Saved records

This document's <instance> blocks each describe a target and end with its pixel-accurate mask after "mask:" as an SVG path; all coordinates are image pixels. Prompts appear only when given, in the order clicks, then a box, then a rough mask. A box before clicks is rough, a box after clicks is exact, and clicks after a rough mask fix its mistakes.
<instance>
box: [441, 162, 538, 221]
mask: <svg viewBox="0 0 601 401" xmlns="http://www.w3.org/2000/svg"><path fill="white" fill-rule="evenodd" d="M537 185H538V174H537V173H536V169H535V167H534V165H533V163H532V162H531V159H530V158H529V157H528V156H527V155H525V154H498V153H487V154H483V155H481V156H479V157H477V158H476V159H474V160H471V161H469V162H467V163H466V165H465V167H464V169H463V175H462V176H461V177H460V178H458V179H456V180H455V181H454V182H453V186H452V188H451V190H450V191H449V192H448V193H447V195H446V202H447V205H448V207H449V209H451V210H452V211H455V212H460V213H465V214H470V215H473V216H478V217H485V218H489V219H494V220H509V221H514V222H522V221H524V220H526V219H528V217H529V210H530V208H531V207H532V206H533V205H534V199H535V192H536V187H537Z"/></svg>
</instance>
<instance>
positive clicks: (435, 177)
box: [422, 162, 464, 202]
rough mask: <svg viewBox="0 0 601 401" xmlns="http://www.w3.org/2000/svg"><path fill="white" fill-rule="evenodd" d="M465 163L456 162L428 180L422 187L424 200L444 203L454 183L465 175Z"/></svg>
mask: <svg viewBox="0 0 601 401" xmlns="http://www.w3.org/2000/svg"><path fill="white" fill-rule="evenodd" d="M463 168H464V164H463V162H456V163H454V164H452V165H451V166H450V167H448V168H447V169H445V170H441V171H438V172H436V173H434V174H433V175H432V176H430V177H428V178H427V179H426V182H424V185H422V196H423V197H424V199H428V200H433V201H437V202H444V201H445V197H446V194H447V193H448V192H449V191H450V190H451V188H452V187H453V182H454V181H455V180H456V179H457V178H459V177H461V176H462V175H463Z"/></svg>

• **Task requirements**:
Output the lines starting at the beginning of the material and ending at the line that contains "box: [441, 162, 538, 221]" as a Markdown table with the columns No. and Text, giving each line a row number and leaving out blank lines.

• **Task answer**:
| No. | Text |
|---|---|
| 1 | This document's <instance> blocks each describe a target and end with its pixel-accurate mask after "mask:" as an SVG path; all coordinates are image pixels. Prompts appear only when given, in the order clicks, then a box, then a rough mask. A box before clicks is rough, a box after clicks is exact, and clicks after a rough mask fix its mistakes. |
| 2 | <instance> |
| 3 | box: [441, 162, 538, 221] |